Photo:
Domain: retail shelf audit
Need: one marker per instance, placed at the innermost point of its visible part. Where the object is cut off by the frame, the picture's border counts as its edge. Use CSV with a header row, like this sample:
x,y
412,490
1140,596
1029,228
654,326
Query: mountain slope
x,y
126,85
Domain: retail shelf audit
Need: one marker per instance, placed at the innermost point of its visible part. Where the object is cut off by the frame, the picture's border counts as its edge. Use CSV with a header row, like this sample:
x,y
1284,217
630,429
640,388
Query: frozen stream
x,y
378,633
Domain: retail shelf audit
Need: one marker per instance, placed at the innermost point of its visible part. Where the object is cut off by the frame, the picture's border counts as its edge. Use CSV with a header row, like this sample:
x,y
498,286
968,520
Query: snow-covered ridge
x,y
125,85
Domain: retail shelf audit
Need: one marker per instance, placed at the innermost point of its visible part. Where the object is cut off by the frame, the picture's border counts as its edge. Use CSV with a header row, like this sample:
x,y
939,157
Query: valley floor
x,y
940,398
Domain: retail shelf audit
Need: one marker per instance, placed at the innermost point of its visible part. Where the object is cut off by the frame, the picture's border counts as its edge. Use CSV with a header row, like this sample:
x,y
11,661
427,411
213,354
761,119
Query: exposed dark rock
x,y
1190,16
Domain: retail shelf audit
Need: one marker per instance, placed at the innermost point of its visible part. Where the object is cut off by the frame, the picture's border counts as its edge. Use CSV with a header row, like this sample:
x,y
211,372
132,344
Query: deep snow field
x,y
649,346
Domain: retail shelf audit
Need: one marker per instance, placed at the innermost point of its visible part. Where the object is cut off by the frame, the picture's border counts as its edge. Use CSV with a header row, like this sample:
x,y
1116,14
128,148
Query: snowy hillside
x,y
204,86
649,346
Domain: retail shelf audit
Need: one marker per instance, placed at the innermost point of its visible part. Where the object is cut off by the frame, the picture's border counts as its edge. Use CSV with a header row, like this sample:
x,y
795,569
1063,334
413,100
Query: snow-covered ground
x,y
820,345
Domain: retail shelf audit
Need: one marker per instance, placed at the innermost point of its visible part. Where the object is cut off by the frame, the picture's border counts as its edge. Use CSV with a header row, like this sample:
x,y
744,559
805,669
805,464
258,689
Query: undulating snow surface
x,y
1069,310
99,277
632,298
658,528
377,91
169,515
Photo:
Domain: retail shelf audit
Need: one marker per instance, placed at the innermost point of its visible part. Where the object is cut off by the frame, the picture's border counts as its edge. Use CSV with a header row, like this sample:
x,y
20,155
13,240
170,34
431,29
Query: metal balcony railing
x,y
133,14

# TASK STATEMENT:
Once you have read the listing, retype it in full, word for word.

# ANSWER SPACE:
Photo:
Domain: retail shelf audit
Need: one marker per instance, placed at the innermost point of its visible part. Where the object is cut off by the frame, the picture's border counts as its edge. Use CSV with a header row, like this sample:
x,y
412,490
1140,596
1029,228
654,326
Query: mountain slope
x,y
126,85
Domain: retail shelf audit
Need: one marker per instance, placed at the innermost point of its visible part. Where the object is cut off by the frame, the picture's border counts as its edge. Use CSV with a header row, like this sample:
x,y
1284,217
630,429
640,388
Query: frozen stream
x,y
378,633
Domain: retail shelf audit
Need: one marker per instance, placed at the innermost point of its visible part. Where the object is cut off by the frame, the picture's border counts as its edge. Use CSV with a header row, like this sample:
x,y
498,286
968,520
Query: snow-covered ridge
x,y
125,85
Domain: retail shelf audit
Need: one marker per instance, placed at the innermost point of its visible part. Where the object is cut off by the frame, the picture's border counts as its edge. Use CSV with a header row, like this sample:
x,y
939,157
Query: valley floor
x,y
940,398
Domain: retail shelf audit
Need: one marker per instance, placed at the innermost point of its visible part. Where the object is cut off by the frame, the picture's border counts as its edge. Use CSV with a header row, like this sample:
x,y
11,661
427,411
213,354
761,119
Query: exposed dark rock
x,y
1190,16
Domain: retail shelf audit
Need: one marker per instance, placed at the innermost point of its visible part. Where the object is cut off by the frame, the picture's border counts as its edge. Use CSV with a header row, like this sample:
x,y
211,372
132,344
Query: deep snow field
x,y
649,346
Domain: retail shelf audit
Need: one marker per instance, placed at the innermost point of its visible part. Where the object is cut off by the frame, the picture's border counts as its edge. Use CSV with a header row, like this sample:
x,y
1116,14
128,148
Query: snowy hillside
x,y
204,86
649,346
Domain: retail shelf audit
Need: one marker per instance, placed at the innermost point of its visible part. Where the object is cut off by the frame, the picture's border counts as its edge. Use CSV with a header row, like this sample:
x,y
795,569
1063,334
413,100
Query: snow-covered ground
x,y
820,345
Domain: retail shelf audit
Need: one marker per instance, placed at the innermost point of its visible part. Where the object is cut off by the frame, the picture's border counts as its edge. Use CSV with a header row, like this sample:
x,y
744,559
805,669
805,464
258,689
Query: undulating snow surface
x,y
1069,310
99,277
632,298
658,528
377,91
169,515
Photo:
Domain: retail shelf audit
Need: one marker per instance, placed at the innermost point of its visible part. Where the object is cut off by the frame, the picture's border counts as its edge. Use CSV with a header row, like this sample:
x,y
20,155
13,240
170,34
431,29
Query: metal balcony railing
x,y
133,14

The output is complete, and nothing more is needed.